→ **Page excerpt**
★ ★ ★ ★

Support our COVID-19 Response Fund today!

Your gifts to our COVID-19 Response Fund will help us:

• Continue offering life-saving shelter and 24/7 support to survivors and their children who have escaped dangerous abusers.

• Deliver food, hygiene supplies, and other critical resources to families across the community who are struggling.

• Provide phone support and assistance to survivors in our housing and community-based programs, and to callers seeking help on our 24-hotline.

• Purchase supplies needed to keep our community safe and healthy, including sanitizer and cleaners.

Our amazing Advocacy Center team has been making adjustments to how we serve families through this crisis, delivering food, produce, and supplies to 20+ survivor families each week.

READ MORE UPDATES FROM OUR PROGRAMS

Our response to the coronavirus pandemic

We are taking active measures to prevent the spread of COVID-19 to protect those we serve along with our staff and volunteers. We are responding calmly, and utilizing the most up-to-date information from experts while carefully following Governor Brown Executive Order. Below are just some of the many steps we have enacted across our programs, but may not reflect of-the-moment practices.

Emergency Shelter

• We are disinfecting surfaces, sanitizing, and hand washing very frequently! 

• Staff and shelter residents are practicing social distancing (6+ feet) and have been provided with masks to wear whenever outside their room or office. We are promoting staggered use of community areas.

• Advocacy and support are being provided by phone.

• We have provided all staff and participants with cleaning supplies and coronavirus info in multiple languages, and everyone is required to either wash or use sanitizer as they enter our secure location.

• Thanks to a generous funder, mini fridges have been installed in each private bedroom, to limit time spent in our shared kitchen, and we have encouraged families to eat in their room.

• We have updated our screening and room turnover/cleaning practices, to ensure the safety of incoming families and our shelter community.

Youth and Family Program

• Our Youth and Family Advocates are largely working remotely, offering support to youth and parents by phone and via video chat.

• Advocates have been creative about teaching kids hand washing and practicing safe distancing with fun activities and songs.

• Virtual support groups and youth activities launched and are being offered to families in our emergency shelter! 

• Staff have compiled age-appropriate Activity Kits for families that include learning resources, art materials, and games. These have been distributed to everyone in our shelter and are being delivered to those in our community-based programs.

★ ★ ★ ★

→ **Your tasks**
A. Answer these questions from the COVID-19 response page:
(i) How many survivor families does the Advocacy Center team deliver food, produce, and supplies to each week?
(ii) What was installed in each private bedroom of the emergency shelter?
(iii) How are the Youth and Family Advocates offering support to youth and parents?
B. Continue the COVID-19 response page from its final sentence, adding what comes next.

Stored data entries

★ ★ ★ ★

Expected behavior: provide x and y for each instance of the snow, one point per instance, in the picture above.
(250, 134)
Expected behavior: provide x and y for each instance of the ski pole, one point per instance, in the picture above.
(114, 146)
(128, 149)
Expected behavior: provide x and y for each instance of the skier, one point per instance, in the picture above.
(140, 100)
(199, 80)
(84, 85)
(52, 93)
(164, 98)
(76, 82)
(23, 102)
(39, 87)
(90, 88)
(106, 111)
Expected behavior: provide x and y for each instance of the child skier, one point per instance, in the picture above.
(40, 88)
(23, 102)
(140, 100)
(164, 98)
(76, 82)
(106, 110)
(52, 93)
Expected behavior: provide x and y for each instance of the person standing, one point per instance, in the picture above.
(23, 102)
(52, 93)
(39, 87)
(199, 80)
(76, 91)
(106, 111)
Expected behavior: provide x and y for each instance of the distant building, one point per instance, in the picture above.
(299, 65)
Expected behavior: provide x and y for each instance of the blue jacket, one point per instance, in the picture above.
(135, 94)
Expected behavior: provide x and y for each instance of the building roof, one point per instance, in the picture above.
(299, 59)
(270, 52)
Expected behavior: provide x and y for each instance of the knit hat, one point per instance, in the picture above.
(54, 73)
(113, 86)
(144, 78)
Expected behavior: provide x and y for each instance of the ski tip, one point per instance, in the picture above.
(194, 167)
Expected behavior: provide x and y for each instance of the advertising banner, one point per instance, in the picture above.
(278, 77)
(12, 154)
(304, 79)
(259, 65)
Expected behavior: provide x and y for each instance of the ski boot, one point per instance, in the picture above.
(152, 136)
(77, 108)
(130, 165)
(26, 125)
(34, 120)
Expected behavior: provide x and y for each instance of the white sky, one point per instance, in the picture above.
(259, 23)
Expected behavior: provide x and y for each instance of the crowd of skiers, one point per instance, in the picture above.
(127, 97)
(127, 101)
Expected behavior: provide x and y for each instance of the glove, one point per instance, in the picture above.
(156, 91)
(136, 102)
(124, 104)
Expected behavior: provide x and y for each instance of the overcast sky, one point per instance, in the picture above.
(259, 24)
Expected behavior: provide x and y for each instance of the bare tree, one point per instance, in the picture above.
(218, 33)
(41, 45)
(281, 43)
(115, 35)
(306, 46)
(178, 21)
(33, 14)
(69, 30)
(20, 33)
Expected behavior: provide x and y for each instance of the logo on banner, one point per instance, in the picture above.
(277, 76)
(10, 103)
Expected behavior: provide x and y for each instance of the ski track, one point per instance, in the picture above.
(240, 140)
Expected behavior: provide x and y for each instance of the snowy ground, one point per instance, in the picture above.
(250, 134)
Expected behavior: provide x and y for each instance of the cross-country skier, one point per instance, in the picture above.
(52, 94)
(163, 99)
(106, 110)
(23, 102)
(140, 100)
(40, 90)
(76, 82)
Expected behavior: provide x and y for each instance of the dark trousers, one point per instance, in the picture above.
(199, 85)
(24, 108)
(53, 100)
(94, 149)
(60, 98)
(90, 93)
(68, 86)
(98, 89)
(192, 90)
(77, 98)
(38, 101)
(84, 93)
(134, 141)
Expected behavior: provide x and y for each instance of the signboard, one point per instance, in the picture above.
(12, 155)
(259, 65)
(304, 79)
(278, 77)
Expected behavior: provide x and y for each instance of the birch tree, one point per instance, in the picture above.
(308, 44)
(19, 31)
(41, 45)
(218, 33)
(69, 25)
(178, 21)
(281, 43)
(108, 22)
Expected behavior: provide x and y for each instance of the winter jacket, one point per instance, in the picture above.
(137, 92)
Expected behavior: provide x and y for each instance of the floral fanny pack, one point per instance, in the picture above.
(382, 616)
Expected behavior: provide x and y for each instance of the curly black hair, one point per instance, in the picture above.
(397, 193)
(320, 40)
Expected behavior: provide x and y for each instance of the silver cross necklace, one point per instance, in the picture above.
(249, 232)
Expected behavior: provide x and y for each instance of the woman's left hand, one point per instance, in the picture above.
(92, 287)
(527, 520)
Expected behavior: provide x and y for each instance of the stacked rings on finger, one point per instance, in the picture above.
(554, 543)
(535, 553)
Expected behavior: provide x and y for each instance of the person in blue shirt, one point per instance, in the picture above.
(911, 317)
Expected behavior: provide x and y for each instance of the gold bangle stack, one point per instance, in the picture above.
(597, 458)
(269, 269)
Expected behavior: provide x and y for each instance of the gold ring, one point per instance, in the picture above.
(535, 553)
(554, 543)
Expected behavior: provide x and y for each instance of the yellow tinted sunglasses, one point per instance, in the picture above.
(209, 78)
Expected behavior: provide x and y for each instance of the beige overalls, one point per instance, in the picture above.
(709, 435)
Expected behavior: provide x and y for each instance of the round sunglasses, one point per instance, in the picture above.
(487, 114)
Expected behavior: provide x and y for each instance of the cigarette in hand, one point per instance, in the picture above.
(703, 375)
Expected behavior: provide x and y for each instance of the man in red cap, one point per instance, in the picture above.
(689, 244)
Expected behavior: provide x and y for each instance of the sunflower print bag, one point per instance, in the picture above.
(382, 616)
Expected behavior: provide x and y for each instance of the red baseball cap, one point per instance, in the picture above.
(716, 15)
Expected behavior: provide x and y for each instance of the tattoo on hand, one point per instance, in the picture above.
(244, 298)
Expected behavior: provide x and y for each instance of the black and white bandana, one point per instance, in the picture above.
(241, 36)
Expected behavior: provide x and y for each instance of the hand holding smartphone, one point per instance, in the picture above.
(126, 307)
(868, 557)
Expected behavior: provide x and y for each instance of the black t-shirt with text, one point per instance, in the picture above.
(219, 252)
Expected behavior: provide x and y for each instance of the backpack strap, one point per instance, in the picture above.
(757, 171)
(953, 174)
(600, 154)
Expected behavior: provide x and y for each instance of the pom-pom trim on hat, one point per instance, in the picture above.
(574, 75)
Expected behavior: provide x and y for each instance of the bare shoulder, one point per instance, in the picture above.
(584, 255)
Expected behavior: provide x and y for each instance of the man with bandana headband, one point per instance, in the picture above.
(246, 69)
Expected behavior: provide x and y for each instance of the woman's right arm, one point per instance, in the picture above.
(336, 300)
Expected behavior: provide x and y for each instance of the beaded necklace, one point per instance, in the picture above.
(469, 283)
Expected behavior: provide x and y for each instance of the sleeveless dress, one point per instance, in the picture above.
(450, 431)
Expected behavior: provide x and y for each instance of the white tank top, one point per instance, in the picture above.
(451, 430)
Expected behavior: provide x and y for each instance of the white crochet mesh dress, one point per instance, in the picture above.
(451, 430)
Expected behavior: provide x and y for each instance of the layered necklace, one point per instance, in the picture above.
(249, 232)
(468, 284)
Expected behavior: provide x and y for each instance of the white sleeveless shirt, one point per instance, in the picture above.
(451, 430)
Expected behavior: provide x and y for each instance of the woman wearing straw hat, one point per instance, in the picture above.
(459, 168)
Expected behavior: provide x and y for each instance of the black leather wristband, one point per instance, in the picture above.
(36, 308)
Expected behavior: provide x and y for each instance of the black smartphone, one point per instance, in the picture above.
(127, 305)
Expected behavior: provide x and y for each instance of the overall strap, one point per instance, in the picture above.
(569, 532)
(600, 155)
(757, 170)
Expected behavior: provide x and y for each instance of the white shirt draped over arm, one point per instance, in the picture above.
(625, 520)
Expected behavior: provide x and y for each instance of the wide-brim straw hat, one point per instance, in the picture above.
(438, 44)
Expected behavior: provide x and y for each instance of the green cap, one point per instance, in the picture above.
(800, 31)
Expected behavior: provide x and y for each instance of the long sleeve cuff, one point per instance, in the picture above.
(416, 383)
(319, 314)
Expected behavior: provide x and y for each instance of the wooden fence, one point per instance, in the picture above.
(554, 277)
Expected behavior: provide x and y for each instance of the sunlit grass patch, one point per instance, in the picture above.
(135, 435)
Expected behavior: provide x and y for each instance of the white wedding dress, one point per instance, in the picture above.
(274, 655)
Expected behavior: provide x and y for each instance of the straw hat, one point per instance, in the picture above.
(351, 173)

★ ★ ★ ★

→ **Answers for the exercise**
A.
(i) 20+ survivor families.
(ii) Mini fridges.
(iii) By phone and via video chat.

B.
• Families in shelter have each received a laptop, to make online learning and social distancing easier.

Community-based Programs

• For our Advocacy Center, Housing, and Community-based Programs, we continue to offer case management, emotional support, emergency assistance funds, and more by phone.

• Staff are bringing resources, supplies, and food boxes to participants’ homes whenever possible and delivering at the door with safe distancing.

• Families not experiencing symptoms can arrange to pick-up food, hygiene items, and other supplies without direct staff contact. 

• Advocates are staggering shifts on-site and working remotely whenever possible. 

• We have launched and are now offering remote support group options for adults!

Prevention Education

• During school closures, all advocates are working remotely. The team has been developing digital materials and resources for students and teachers, and providing virtual presentations as appropriate. 

• Confidential advocacy is still available to Portland Public School students by phone and text.

Staff

• All staff members are staggering shifts on-site, wearing masks whenever outside their office, practicing social distancing (6+ feet), and taking their temperature upon arrival.

• If a staff member begins experiencing symptoms, or someone in their household is, they will be asked to self-quarantine at home. This time is paid.

• We are being creative about offering work options to our staff that ensure continuity of essential services, while limiting direct contact, promoting safety and well-being, and preventing any loss in income for members of our team.

• Distribution of emergency funds and checks are uninterrupted, but we may be slightly delayed in sending acknowledgements to our generous donors.

• All volunteer shifts have been suspended until further notice. 



2,309


times adults accessed support groups, therapy, and one-on-one emotional support services last year



60%


of the survivors we serve are children



433 survivors


received support on our hotline last year

 

“Survivors have already been navigating significant challenges related to domestic violence and their safety, and the impacts of coronavirus are additional hurdles. Our advocates have been working around-the-clock to keep our shelter and hotline staffed 24/7 and to connect survivors across the community with the food, hygiene supplies, and critical resources they need.”